** EXCERPTED TEXT **
┌──
# HELP! Severe agression, had to send my sister to the ER



## h2o_polo_boi (Mar 21, 2008)

Yesterday, my dog bit my sister in both hands causing a half-inch laceration on each of her palms requiring 3 stitches each for a total of 6 stitches. I do not know all the details as I was in the living room. What I heard was my mom trying to pet my dog and he growled at her. Afterward, he was smiling and wagging his tail. But my sister immediately came out to scold him for growling and pointed a finger at him when he lashed out and bit her hand, she screamed and smacked him with her other hand and he bit the other as well without letting go.

I am very shocked as something of this severity has never happened before. My dog was especially tired because I had just taken him to the dog park and played for a long time. He usually growls at my mother or sister when they bother him when he is very tired or resting.

He does have a history of aggression but it has gotten better. Before he had a lot of food guarding behavior but that hasn't become much of a problem anymore after I had practiced hand feeding and giving him a treat whenever I take something away from his mouth and give his toy right back to him. Now he doesn't growl, just runs away lol. He still snarls at my mom and sister when they try to pick him up and will attempt to bite if they do not stop. He never snarls at me when I pick him up and he lets me. The only other time he is aggressive is when I am holding him and he is relaxing with his belly towards the sky. If somebody comes to touch his chest or belly, he will snarl and bite in the air if they do not back off. One time my sister did this and he went off biting in the air and caught my hand. He let go right away. I suffered some bruising and bleeding. He usually lets go once he makes contact as I had taught him bite inhibition.
└──
Entries taken from a collection:
┌──
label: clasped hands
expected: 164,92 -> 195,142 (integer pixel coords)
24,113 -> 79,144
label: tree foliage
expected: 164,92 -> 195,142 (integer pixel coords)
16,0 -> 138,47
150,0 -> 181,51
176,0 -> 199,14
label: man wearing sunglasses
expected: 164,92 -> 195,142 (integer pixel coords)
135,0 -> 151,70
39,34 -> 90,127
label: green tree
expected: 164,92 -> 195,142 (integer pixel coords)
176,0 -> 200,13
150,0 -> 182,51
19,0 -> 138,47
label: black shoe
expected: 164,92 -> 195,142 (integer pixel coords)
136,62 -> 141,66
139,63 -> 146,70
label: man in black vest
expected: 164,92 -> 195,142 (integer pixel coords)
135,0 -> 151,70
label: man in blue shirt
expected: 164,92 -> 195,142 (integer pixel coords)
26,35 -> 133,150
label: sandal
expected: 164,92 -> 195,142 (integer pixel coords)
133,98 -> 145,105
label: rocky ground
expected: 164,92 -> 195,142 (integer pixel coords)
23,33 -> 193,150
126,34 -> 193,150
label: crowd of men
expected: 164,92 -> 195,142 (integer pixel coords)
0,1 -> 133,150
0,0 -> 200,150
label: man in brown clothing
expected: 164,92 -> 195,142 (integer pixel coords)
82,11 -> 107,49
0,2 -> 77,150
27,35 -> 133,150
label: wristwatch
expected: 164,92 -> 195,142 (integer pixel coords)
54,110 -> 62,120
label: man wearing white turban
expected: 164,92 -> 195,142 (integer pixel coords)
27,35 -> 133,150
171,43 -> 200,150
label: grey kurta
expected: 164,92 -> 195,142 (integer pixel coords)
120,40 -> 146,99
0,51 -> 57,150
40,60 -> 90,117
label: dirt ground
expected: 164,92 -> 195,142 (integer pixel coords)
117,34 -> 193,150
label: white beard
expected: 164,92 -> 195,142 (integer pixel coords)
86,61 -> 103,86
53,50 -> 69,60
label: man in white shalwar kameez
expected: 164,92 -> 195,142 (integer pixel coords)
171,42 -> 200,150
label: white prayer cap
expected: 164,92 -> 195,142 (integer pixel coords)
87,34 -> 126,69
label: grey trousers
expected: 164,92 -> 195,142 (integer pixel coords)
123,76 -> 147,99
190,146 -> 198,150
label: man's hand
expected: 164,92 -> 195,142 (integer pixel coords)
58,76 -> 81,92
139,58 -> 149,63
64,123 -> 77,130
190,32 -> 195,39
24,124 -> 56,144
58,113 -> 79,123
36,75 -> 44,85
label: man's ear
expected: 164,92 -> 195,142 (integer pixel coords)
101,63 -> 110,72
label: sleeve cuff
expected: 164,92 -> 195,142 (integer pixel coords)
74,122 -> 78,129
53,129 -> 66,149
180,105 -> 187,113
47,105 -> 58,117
└──
** WORK REQUEST **
Give the forum post about the dog that bit a sister's hands again in full, word for word.

** EXPECTED OUTPUT **
# HELP! Severe agression, had to send my sister to the ER



## h2o_polo_boi (Mar 21, 2008)

Yesterday, my dog bit my sister in both hands causing a half-inch laceration on each of her palms requiring 3 stitches each for a total of 6 stitches. I do not know all the details as I was in the living room. What I heard was my mom trying to pet my dog and he growled at her. Afterward, he was smiling and wagging his tail. But my sister immediately came out to scold him for growling and pointed a finger at him when he lashed out and bit her hand, she screamed and smacked him with her other hand and he bit the other as well without letting go.

I am very shocked as something of this severity has never happened before. My dog was especially tired because I had just taken him to the dog park and played for a long time. He usually growls at my mother or sister when they bother him when he is very tired or resting.

He does have a history of aggression but it has gotten better. Before he had a lot of food guarding behavior but that hasn't become much of a problem anymore after I had practiced hand feeding and giving him a treat whenever I take something away from his mouth and give his toy right back to him. Now he doesn't growl, just runs away lol. He still snarls at my mom and sister when they try to pick him up and will attempt to bite if they do not stop. He never snarls at me when I pick him up and he lets me. The only other time he is aggressive is when I am holding him and he is relaxing with his belly towards the sky. If somebody comes to touch his chest or belly, he will snarl and bite in the air if they do not back off. One time my sister did this and he went off biting in the air and caught my hand. He let go right away. I suffered some bruising and bleeding. He usually lets go once he makes contact as I had taught him bite inhibition.